EXERCISE OBJECTIVE:
Can you rewrite the lines between the one holding "Kindly provide the mask of every instance of the <item>wooden" and the one holding "159 L 5 143", inclusive, with "outline" changed to "contour" and everything else kept the same?

(Outline annotation items)
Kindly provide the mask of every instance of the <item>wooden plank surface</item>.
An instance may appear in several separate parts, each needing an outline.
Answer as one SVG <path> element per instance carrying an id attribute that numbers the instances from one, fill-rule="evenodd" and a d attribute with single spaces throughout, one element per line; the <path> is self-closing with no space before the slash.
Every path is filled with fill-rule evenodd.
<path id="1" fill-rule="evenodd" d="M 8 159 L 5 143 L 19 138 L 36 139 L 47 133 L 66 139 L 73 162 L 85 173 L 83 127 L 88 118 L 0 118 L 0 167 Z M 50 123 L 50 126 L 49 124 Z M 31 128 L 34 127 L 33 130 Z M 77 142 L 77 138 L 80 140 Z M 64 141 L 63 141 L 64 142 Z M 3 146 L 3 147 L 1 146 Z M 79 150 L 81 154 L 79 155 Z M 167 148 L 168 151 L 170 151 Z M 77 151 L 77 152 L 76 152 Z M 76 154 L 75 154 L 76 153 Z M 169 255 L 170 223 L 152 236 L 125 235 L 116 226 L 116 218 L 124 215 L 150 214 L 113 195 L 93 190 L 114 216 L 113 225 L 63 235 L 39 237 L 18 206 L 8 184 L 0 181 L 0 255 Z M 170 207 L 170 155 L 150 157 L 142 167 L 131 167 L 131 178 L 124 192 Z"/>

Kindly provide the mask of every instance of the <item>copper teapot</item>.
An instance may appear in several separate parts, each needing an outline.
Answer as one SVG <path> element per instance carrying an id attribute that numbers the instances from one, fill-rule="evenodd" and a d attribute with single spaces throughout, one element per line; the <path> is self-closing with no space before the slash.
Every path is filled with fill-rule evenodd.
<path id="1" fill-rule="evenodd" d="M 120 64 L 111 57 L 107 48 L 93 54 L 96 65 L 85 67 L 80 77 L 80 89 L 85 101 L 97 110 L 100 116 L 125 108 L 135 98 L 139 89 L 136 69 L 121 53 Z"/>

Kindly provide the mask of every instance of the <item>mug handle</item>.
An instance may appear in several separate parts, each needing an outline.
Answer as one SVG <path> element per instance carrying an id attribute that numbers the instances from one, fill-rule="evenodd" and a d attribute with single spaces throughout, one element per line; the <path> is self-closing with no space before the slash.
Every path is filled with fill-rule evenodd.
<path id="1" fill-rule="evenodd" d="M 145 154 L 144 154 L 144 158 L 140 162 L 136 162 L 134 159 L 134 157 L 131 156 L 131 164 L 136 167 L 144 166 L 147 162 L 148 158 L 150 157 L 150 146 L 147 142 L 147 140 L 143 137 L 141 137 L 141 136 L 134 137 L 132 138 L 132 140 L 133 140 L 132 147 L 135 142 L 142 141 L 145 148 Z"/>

---

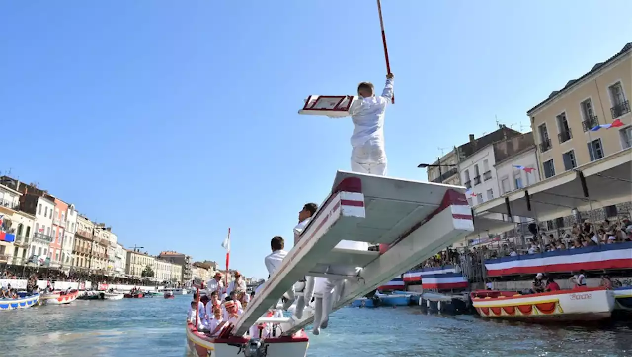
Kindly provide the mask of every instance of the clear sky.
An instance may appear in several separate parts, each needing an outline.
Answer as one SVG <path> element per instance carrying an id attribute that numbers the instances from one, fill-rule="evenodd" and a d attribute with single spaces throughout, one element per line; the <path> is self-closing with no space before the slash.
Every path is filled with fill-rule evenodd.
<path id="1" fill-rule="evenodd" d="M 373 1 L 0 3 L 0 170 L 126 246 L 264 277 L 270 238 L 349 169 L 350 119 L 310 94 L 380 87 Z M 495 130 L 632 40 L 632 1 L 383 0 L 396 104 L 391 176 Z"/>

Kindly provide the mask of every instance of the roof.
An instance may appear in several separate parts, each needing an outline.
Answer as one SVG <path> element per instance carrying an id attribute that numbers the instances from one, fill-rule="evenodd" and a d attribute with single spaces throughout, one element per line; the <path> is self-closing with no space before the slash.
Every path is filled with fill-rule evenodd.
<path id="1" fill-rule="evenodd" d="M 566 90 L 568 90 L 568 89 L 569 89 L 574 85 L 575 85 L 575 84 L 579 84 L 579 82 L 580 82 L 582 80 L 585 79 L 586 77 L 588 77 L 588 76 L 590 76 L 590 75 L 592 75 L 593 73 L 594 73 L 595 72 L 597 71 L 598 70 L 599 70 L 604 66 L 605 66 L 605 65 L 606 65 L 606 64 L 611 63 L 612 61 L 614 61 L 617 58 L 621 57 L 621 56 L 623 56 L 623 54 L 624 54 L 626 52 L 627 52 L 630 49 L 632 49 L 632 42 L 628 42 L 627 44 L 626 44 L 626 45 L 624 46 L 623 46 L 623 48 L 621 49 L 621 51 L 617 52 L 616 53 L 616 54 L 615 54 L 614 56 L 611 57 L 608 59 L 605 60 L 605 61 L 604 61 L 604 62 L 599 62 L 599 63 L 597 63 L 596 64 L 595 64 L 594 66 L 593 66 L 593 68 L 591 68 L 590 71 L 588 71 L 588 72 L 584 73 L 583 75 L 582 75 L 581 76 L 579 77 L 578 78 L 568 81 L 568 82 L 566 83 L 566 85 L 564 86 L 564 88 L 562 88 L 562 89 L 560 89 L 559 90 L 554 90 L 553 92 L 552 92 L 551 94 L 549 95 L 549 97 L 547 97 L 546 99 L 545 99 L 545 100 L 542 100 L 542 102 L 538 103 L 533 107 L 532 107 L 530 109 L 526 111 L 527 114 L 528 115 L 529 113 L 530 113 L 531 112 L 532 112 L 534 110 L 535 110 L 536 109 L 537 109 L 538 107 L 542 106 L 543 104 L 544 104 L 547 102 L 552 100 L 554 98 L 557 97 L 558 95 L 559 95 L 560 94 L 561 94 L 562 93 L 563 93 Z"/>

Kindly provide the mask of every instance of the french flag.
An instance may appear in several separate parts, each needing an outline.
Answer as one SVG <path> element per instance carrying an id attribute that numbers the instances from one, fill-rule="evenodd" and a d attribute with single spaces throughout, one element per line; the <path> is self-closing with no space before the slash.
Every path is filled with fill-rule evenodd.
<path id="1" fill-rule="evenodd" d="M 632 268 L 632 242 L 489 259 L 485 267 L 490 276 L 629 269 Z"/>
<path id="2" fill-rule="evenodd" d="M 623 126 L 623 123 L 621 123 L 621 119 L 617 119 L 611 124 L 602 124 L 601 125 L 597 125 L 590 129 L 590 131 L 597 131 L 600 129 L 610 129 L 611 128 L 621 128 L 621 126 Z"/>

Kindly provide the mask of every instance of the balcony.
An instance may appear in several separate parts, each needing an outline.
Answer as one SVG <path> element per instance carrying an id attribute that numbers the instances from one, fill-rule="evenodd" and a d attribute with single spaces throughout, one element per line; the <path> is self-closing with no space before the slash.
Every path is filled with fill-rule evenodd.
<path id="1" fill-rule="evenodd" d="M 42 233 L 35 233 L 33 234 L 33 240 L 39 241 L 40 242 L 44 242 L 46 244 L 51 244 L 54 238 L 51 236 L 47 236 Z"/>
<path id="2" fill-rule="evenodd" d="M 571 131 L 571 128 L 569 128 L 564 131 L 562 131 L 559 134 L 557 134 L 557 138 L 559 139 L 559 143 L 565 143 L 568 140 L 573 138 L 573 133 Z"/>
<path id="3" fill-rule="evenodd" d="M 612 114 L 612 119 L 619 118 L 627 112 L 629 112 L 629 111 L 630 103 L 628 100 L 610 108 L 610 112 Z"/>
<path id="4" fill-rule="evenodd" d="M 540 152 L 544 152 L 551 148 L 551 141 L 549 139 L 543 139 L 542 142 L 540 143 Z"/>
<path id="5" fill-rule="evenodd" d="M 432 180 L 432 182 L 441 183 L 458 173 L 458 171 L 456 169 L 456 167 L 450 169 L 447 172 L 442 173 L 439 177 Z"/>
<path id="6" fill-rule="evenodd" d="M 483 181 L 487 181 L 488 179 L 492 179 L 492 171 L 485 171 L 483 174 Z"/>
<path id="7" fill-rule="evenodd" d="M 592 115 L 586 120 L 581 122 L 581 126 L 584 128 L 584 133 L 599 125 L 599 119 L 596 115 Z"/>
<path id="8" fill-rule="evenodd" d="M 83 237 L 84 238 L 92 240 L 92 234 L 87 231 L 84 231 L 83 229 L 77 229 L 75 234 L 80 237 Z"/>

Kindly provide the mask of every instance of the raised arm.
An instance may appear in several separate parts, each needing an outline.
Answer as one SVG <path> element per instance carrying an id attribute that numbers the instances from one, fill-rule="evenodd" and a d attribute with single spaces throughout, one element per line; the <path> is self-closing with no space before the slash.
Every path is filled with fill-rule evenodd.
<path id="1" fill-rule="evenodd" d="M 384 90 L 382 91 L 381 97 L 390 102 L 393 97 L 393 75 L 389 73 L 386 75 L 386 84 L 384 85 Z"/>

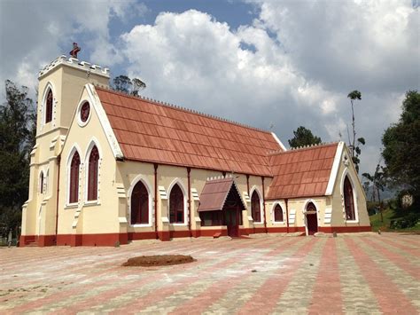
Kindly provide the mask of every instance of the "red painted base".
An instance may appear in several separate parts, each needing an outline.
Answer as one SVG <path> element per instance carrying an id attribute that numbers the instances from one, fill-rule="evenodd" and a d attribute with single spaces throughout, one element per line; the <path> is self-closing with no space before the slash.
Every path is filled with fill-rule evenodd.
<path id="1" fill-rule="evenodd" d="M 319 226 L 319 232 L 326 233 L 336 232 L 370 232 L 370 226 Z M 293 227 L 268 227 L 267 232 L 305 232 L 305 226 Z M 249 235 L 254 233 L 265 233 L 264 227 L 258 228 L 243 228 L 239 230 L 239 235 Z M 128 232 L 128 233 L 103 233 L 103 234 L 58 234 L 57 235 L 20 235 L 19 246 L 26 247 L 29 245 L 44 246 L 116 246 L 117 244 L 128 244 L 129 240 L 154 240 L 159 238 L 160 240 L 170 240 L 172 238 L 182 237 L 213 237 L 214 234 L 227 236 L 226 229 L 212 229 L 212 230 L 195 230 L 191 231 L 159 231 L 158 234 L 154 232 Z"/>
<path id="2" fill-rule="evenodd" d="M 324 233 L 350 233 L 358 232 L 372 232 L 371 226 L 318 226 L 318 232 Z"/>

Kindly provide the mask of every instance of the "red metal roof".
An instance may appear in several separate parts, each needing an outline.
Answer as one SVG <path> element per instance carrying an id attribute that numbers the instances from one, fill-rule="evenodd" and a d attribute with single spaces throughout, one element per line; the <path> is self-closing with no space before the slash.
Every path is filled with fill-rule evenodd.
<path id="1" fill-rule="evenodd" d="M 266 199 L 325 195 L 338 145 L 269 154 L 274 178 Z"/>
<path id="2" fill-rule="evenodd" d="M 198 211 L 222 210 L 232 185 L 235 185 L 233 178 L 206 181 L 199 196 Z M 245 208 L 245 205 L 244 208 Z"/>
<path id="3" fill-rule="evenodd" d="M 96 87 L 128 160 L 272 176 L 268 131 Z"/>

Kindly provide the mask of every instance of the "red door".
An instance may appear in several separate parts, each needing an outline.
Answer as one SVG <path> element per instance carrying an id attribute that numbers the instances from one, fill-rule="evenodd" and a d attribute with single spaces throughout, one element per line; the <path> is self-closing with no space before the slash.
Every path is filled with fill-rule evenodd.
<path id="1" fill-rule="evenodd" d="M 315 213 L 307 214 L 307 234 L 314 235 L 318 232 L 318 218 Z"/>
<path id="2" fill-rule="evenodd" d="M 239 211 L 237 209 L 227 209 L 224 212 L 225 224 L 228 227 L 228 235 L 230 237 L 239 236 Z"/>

THE RESULT:
Kindly provide the mask of every instance of the <item>wooden plank surface</item>.
An instance may appear in several separate parts, each needing an contour.
Answer as one SVG <path> element per instance carrying an id attribute that numbers the instances from one, fill-rule="evenodd" and a d attribute with single spaces throughout, one element per line; the <path> is self-closing with no space before the slash.
Every path is filled with fill-rule evenodd.
<path id="1" fill-rule="evenodd" d="M 8 159 L 5 143 L 19 138 L 36 139 L 47 133 L 66 139 L 73 162 L 85 173 L 83 127 L 88 118 L 0 118 L 0 167 Z M 50 123 L 50 126 L 49 124 Z M 31 128 L 34 127 L 33 130 Z M 77 142 L 77 138 L 80 140 Z M 64 141 L 63 141 L 64 142 Z M 3 146 L 3 147 L 1 146 Z M 79 150 L 81 154 L 79 155 Z M 167 148 L 168 151 L 170 151 Z M 77 151 L 77 152 L 76 152 Z M 76 154 L 75 154 L 76 153 Z M 169 255 L 170 223 L 152 236 L 125 235 L 116 226 L 116 218 L 124 215 L 150 214 L 113 195 L 93 190 L 114 216 L 113 225 L 63 235 L 39 237 L 18 206 L 8 184 L 0 181 L 0 255 Z M 170 207 L 170 155 L 150 157 L 142 167 L 131 167 L 131 178 L 124 192 Z"/>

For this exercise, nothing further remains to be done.